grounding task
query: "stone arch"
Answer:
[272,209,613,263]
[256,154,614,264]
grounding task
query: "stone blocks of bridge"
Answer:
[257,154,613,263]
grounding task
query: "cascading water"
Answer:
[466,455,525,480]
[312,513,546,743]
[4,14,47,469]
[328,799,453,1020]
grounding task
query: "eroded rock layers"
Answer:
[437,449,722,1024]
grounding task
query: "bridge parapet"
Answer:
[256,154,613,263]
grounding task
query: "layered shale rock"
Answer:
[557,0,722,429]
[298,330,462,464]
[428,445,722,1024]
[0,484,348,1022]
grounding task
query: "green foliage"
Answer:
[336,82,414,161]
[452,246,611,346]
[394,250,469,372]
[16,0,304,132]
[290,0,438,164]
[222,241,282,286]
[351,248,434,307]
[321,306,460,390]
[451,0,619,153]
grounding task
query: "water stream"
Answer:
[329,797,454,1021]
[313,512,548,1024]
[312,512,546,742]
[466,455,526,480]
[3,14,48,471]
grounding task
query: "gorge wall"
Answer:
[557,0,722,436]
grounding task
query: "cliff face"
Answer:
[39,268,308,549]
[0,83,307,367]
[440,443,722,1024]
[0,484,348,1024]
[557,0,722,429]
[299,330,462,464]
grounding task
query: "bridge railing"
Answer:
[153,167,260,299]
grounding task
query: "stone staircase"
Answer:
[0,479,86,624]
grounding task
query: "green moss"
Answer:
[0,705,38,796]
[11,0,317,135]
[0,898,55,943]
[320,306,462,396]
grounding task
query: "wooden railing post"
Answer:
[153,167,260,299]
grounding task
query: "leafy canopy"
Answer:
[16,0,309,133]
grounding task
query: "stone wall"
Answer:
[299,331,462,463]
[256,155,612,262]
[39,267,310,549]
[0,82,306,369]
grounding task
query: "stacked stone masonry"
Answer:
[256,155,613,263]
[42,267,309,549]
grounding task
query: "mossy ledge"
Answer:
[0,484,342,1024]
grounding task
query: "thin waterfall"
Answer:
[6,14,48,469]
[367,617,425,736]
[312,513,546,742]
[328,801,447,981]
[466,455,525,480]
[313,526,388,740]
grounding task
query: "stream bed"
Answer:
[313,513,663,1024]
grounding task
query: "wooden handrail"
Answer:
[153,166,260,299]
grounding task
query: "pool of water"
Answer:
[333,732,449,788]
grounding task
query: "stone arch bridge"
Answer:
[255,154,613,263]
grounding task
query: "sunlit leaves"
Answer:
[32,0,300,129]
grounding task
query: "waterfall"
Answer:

• **REQUIRED TASK**: Extract every line of the records above that contains the word "stone".

• **SOLVED EXERCISE**:
query: "stone arch"
query: "stone blocks of bridge"
query: "stone staircase"
query: "stone wall"
query: "stacked stone masonry"
query: "stone arch bridge"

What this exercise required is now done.